__SUPPLIED PASSAGE__.
************
And here's what I realized:
People still think I'm a good tutor and a good teacher. They do. In fact, what they usually say is that my explanation was the first one that made sense to them. Now, what's different about the way I explain stuff? Oh, wait. It's that lack of formal language again, isn't it? Yes, that's right, the same thing I'm getting in trouble with in my Chinese classes, the same thing that's gotten my essays marked down since at least the seventh grade? It's what makes me a good teacher.
Now why are we trying to change the weird language usage that makes me a better teacher? What is the advantage of changing it?
I've heard several things from teachers who are trying to change it.
No one will take you seriously if you write like that.”
It's not formal enough.”
You need to learn to code-switch.”
“The words you're using are too simple.”
Your sentences are too simple.”
What will you do when you're writing about complicated things?”
Here's the thing. I have written about complicated things. I've used the technical terms when they make more sense, and I've used simple words when they are better words, and it works. Isn't the sign of a good teacher that they can take a complicated thing and make it simpler? Make it make sense? It seems to me that using simpler words to the extent that we can is a better idea, if the goal is to make people understand instead of being to show off how much you know.
My sentences aren't always simple. Sometimes they are. I don't understand why complicated is an end in it's own right, so “too simple” is something I'm just going to keep throwing out.
I do have some ability to code-switch. It's not much of a much, but it exists. I need a reason to use this ability, though. I'm not going to tire myself out code-switching for no good reason.
Formality is a social expectation. It really is. As such, if it has negligible effect (or maybe even helps) with functionality, fine, I'll go with it. When it actively impedes function, that's not cool. In this case, demanding formality does, in fact, actively impede function. It does this in multiple ways.
One is that it makes it harder for me to communicate the meaning I want to communicate. Sometimes that's because the more formal word doesn't have the same shade of meaning the less formal one does. Sometimes that's because I just can't think of the more formal one. Sometimes it's because nitpicking my vocabulary slows down my ability to come up with sentences to the point that my brain is way ahead of my speaking or writing and then I lose track of what I'm thinking. This leads to The Sads.
The other time formality causes a problem is when I'm teaching. A good teacher explains things in ways that their students will understand. That's not the same thing as explaining in the most formal way possible. In fact, my experience as a tutor and teacher tells me that those things are often opposites. The simplest, most conversational explanation is the one that my students tend to understand. At that point, yes, formality is impeding function. That means formality needs to go away.
Finally, the first reason. “No one will take you seriously if you write like that.” Is this my problem? I'd argue that it's other people having a problem with the packaging of an idea and therefore ignoring the idea itself. I'd also argue that it's a load of nonsense. If it were true, I wouldn't have readers who take my writing seriously. I certainly wouldn't have had a blog post of mine cited in an academic journal. I wouldn't be presenting at conferences and workshops. I wouldn't be getting pieces accepted in books. I am getting taken seriously while writing like this. I'm getting taken seriously by people who realize that not everyone is going to write the exact same way, and that that's fine. I'm getting taken seriously by people who care more about ideas being communicated than they do about how smart I can make myself sound while in the writing.
************
__Entries from a dataset__.
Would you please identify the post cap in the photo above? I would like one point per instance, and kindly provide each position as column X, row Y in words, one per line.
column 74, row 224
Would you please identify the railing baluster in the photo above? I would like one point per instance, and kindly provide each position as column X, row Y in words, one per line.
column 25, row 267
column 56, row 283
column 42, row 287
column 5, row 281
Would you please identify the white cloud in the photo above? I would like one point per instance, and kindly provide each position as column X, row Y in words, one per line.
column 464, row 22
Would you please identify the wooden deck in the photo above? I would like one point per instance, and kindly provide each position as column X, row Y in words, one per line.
************
__TASK INSTRUCTIONS__.
(a) Reproduce the rows verbatim, starting with the line that contains "Would you please identify the railing" and going on through the line that contains "column 5, row 281".
(b) Write the next part of the essay on formal language in writing and teaching, picking up right after its final sentence.

__ANSWER LIST__.
(a)
Would you please identify the railing baluster in the photo above? I would like one point per instance, and kindly provide each position as column X, row Y in words, one per line.
column 25, row 267
column 56, row 283
column 42, row 287
column 5, row 281

(b)
I really don't care how smart I can make myself sound in the writing. It's not the point. I care how well I can get the idea across. If my natural mode of speech and writing is one that works well for teaching beginners (I'm going to take beginners words for it over that of “experts” who might say it doesn't work,) I'm hanging on to that. I don't want to be the person who learns the fancy codes and finds that they've lost their personal voice. I don't want to be the person who needs to be re-taught to use words people know.
If the way my brain tends to bounce off jargon-heavy and meaning-light writing makes it harder for me to write that way and then I keep writing to explain, I'm honestly OK with that. (I'm fine with technical terms, but when they are strung together in ways that don't mean much or when the terms themselves are too broad, my mind starts bouncing. Academic papers tend to be bad, even when I understand the concepts. Being written by someone whose first language isn't English is generally OK- some of their issues are similar to my own, even. Not always picking the word that best suits the situation, even if the meaning is right? They'll do that, and I'll do that.)


  1. The main reason why I sometimes use more formal language in writing is not to get people to take me seriously. It's to give my reader the idea that I'm taking THEM seriously. I work with non-technical customers a lot, and the urge to use simple language is very strong. However, if I use informal language to explain things to them, they can feel like I'm treating them as I would a 5 year old. And that is often a negative feeling for them. So, I use slightly more formal, less simple language, to give them the idea that yes, I am treating them as a fairly intelligent adult, and no, I will not "talk down" to them. I never veer off into "completely unintelligible" territory, but this is an example of how using slightly more formal language can build a bond of shared status between you and your audience, in the same way as using slightly more simple language can build a bond of understanding. Both have their uses.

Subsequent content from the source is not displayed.